--- Exercise materials ---

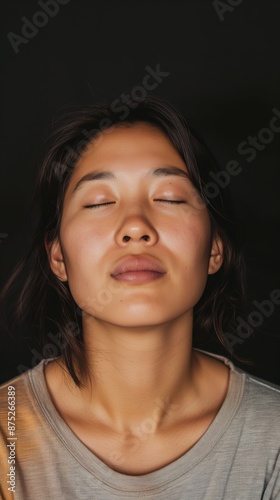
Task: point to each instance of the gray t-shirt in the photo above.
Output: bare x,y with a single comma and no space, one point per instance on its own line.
236,459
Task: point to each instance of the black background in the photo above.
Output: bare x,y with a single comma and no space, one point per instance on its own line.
223,65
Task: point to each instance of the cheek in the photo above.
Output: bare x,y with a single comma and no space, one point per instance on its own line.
82,245
190,238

--- Work to complete ---
Repeat the records above verbatim, dropping the pictures.

--- Answer area ---
Task: point to each instance of the gray t-shirt in the photo above.
Output: bare x,y with a single comma and no space, one point per instance on its own line.
236,459
Task: point to each instance of the black background in the photo above.
Output: bare x,y with a single comma and no space, one point per instance on its own line.
223,65
Task: point to each instance of the cheek in the photo above.
Output: bare x,y with a single comma and no space, one point per instance on its own line.
82,245
190,238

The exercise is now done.